▶ TASK BRIEF
Return every record exactly as written.

··· AVAILABLE DATA ···

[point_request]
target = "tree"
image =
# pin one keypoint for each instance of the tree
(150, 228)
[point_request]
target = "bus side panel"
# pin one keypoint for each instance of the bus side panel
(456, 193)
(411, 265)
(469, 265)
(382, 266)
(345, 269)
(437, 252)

···

▶ TASK ANSWER
[point_request]
target = "tree"
image =
# pin one keypoint for each instance of the tree
(150, 228)
[point_request]
target = "bus side panel"
# pin one keypoint for each instance of the bus side panel
(456, 193)
(411, 265)
(469, 265)
(382, 266)
(345, 269)
(437, 252)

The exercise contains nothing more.